═══ Passage provided
Grieving for Annette has been a long process. There was no punctuated breakdown or day where I couldn’t get out of bed. Instead, it was as if there was a little sad cloud over me at all times, no matter how great my day was. I couldn’t shake the persistent sadness over my friend, and I didn’t want to shake it, either. Holding on to that feeling of loss was still holding on to my friend, so I didn’t mind that even the most fun days were curbed by a tinge of sadness. That was ok for me, and I lived like that for months. Maybe I’m still living like that.

Ever since her death, I wrote Annette’s initials on the inside of my left wrist. It was instinctual, really. I hadn’t planned on doing it or keeping it up, but every day when I woke up, I scrawled “a.c.” on my wrist and went about my day. When something went well, I’d smile at it. When I grinding through a chemo week, I’d look at it and feel stronger. When I was playing basketball and made a shot, I’d kiss it. This was a physical representation of my friend, and it gave me some peace. And it made me feel close to Annette.

Yesterday, I made it permanent. I went to my favorite vegan tattoo artist, James Spooner (wonderful guy), and inked her initials on my wrist forever. I chose to do it in lower case, since that was how Annette wrote all of her personal emails. I also chose the font that she’d always use, Courier New.
══════
═══ Records shown
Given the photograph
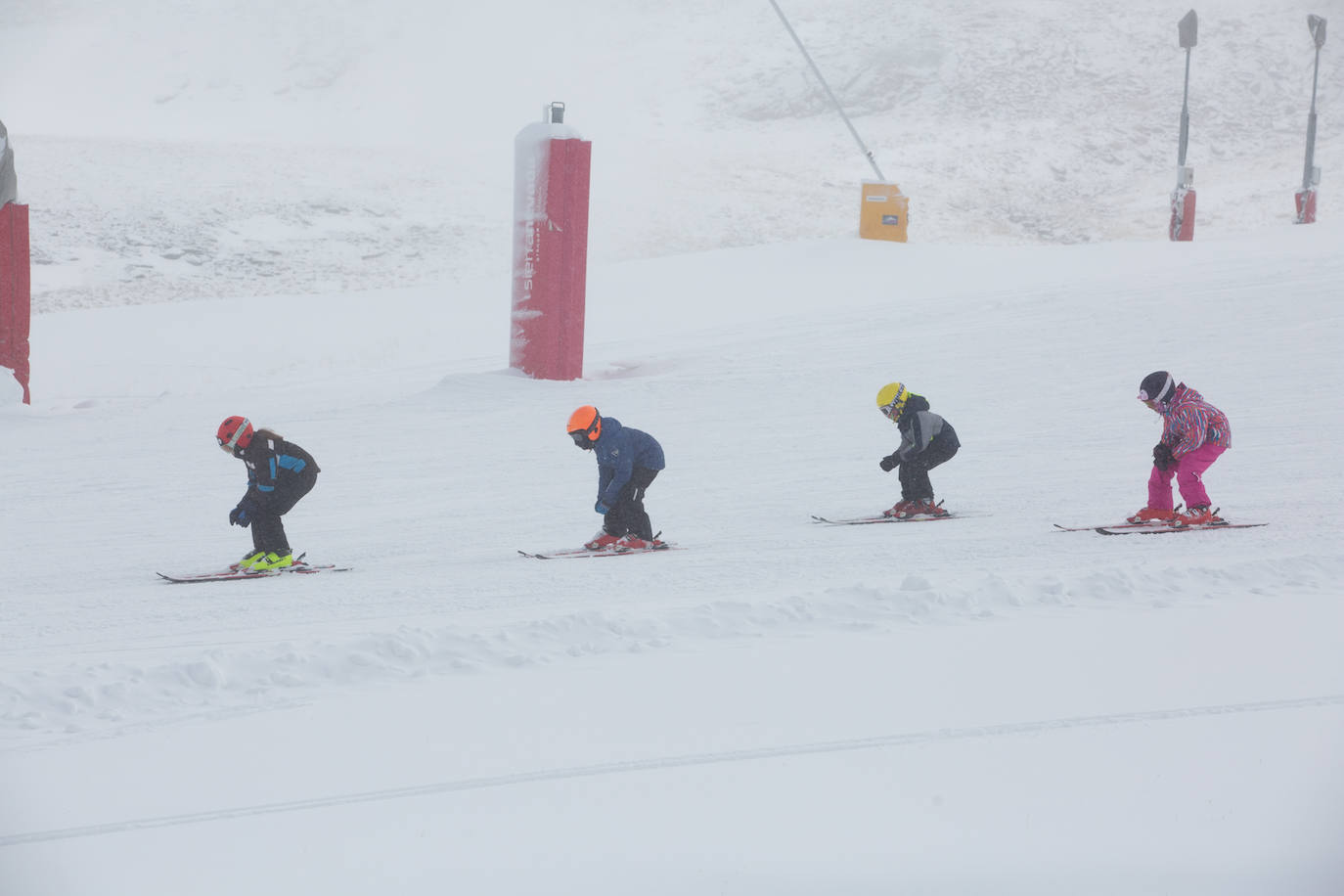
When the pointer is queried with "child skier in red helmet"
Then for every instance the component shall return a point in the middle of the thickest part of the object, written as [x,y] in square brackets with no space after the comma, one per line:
[1193,435]
[279,474]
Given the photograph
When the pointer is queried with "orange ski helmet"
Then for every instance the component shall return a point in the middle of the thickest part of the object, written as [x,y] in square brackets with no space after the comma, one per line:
[234,434]
[585,426]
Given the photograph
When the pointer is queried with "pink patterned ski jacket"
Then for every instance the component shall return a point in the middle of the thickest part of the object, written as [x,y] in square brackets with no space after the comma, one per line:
[1188,422]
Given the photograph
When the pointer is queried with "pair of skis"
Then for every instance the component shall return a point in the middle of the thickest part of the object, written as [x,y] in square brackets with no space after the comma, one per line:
[1156,527]
[611,551]
[300,567]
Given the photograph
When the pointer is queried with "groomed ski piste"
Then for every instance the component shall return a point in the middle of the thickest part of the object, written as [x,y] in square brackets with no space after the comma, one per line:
[981,707]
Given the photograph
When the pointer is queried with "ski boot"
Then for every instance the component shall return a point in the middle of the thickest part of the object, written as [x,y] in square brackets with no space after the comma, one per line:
[246,563]
[1200,515]
[1152,515]
[601,540]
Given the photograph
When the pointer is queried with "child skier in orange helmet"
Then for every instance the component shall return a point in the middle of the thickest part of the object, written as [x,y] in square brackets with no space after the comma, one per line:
[628,460]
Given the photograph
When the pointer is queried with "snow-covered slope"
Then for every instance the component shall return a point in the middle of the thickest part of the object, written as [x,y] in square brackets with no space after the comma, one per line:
[983,705]
[301,148]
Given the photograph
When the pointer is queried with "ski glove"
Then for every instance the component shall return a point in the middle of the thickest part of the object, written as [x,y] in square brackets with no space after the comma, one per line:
[243,514]
[1163,458]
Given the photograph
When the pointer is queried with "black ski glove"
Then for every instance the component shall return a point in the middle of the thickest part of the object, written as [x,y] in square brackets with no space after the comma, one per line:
[244,514]
[1163,458]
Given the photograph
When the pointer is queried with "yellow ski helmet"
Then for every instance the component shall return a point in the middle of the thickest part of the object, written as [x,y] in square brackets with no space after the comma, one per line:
[891,399]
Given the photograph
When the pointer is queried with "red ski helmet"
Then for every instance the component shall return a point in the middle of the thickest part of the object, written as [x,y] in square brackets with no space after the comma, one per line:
[234,434]
[585,426]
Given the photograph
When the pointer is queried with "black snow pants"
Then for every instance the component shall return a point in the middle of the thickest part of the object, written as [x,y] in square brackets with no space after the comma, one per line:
[268,531]
[915,473]
[626,516]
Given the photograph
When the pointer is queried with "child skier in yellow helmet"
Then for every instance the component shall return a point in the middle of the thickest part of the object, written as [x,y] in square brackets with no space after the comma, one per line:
[926,441]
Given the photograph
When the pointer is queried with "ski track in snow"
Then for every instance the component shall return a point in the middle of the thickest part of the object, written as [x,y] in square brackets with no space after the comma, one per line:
[101,694]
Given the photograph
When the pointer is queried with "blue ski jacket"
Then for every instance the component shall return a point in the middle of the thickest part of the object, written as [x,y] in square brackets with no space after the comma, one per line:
[618,450]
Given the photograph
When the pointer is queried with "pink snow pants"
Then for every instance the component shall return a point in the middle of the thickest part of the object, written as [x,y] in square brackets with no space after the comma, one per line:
[1188,471]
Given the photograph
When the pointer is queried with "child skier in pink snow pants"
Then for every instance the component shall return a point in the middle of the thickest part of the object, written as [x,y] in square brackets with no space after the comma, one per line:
[1193,435]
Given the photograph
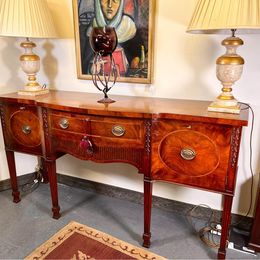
══════
▸ **Set of tasks**:
a) Answer these questions from the essay on grieving for Annette:
(i) For how long does the writer say life went on with that constant tinge of sadness?
(ii) On which part of the body did the writer write Annette's initials each day?
(iii) What font was chosen for the tattoo?
b) Decide whether each statement agrees with the essay on grieving for Annette, and quote the words that settle it:
(i) The writer had a day of being unable to get out of bed.
(ii) The writer planned ahead of time to write the initials every day.
(iii) The tattoo is in lower case.
c) Set down the stretch of the essay on grieving for Annette from "Grieving for Annette" through "living like that.".

▸ **Solutions by task**:
a)
(i) For months.
(ii) The inside of the left wrist.
(iii) Courier New.

b)
(i) No: "There was no punctuated breakdown or day where I couldn’t get out of bed."
(ii) No: "I hadn’t planned on doing it or keeping it up"
(iii) Yes: "I chose to do it in lower case, since that was how Annette wrote all of her personal emails."

c)
Grieving for Annette has been a long process. There was no punctuated breakdown or day where I couldn’t get out of bed. Instead, it was as if there was a little sad cloud over me at all times, no matter how great my day was. I couldn’t shake the persistent sadness over my friend, and I didn’t want to shake it, either. Holding on to that feeling of loss was still holding on to my friend, so I didn’t mind that even the most fun days were curbed by a tinge of sadness. That was ok for me, and I lived like that for months. Maybe I’m still living like that.